Requirement >>
Copy these lines word for word.

(Excerpts of labeled region data)
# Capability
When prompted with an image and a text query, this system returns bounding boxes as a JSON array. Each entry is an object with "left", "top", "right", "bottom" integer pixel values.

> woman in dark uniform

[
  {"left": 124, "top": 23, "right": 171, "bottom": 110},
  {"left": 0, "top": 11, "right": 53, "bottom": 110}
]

Solved exercise >>
# Capability
When prompted with an image and a text query, this system returns bounding boxes as a JSON array. Each entry is an object with "left", "top", "right", "bottom" integer pixel values.

> woman in dark uniform

[
  {"left": 124, "top": 23, "right": 171, "bottom": 110},
  {"left": 0, "top": 11, "right": 53, "bottom": 110}
]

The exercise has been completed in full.